┌─ Provided records

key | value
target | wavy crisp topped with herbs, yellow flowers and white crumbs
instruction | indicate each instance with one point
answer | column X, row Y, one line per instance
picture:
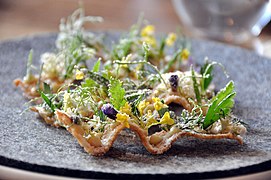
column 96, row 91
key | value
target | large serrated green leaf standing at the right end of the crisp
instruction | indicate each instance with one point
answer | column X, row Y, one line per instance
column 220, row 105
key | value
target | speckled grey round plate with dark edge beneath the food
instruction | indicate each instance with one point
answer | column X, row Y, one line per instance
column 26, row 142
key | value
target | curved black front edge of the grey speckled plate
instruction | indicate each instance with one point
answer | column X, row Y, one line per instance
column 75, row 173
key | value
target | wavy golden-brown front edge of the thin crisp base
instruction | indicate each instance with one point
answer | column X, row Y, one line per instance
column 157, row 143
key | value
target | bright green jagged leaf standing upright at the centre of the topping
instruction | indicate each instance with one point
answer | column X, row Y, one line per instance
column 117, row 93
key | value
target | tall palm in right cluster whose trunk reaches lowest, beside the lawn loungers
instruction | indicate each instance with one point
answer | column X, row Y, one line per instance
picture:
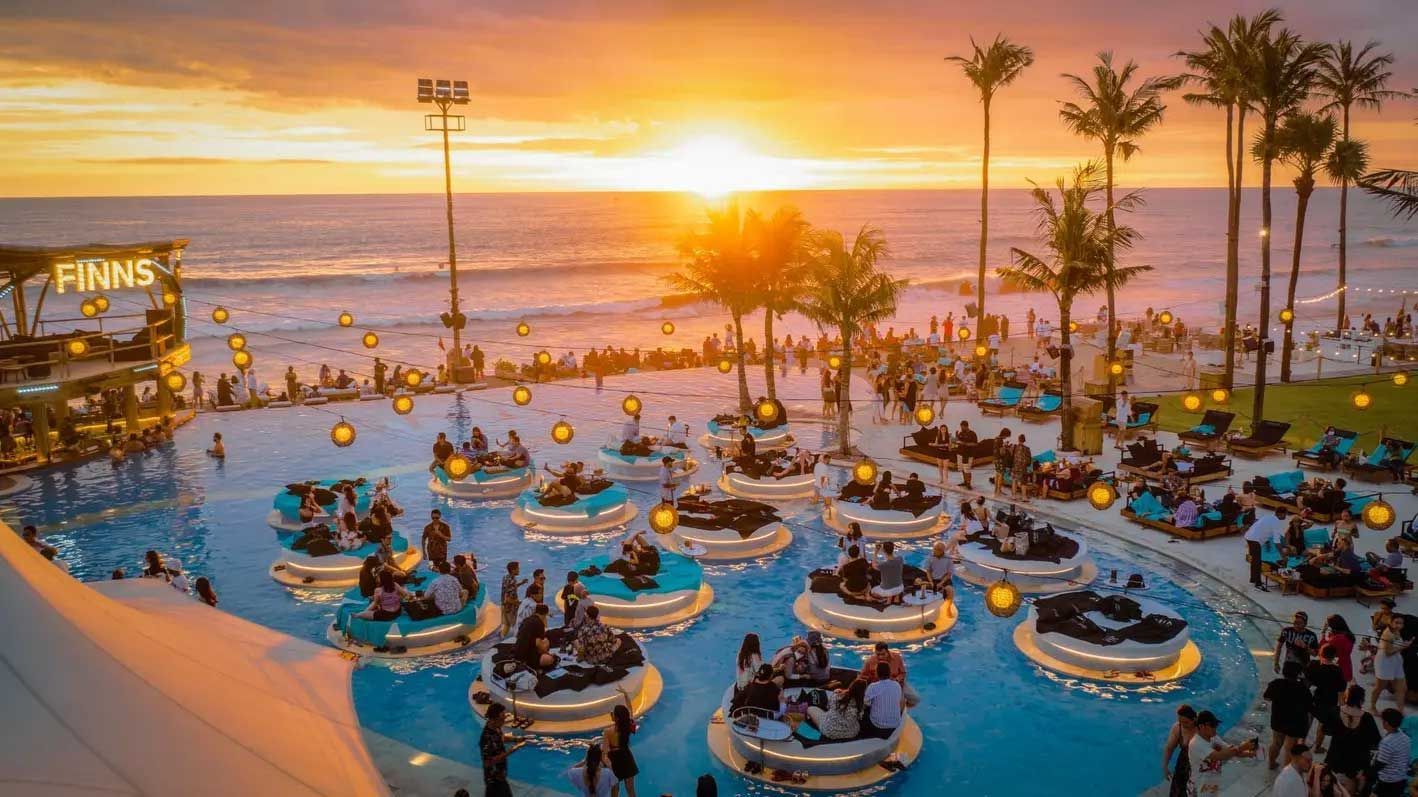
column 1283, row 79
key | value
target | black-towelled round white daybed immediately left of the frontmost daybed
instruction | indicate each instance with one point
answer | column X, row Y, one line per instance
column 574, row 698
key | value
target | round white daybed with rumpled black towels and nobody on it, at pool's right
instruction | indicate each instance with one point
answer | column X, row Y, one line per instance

└─

● **Task to complete**: Give the number of lines above that contain the word "plate", with no other text.

● **Response area**: 2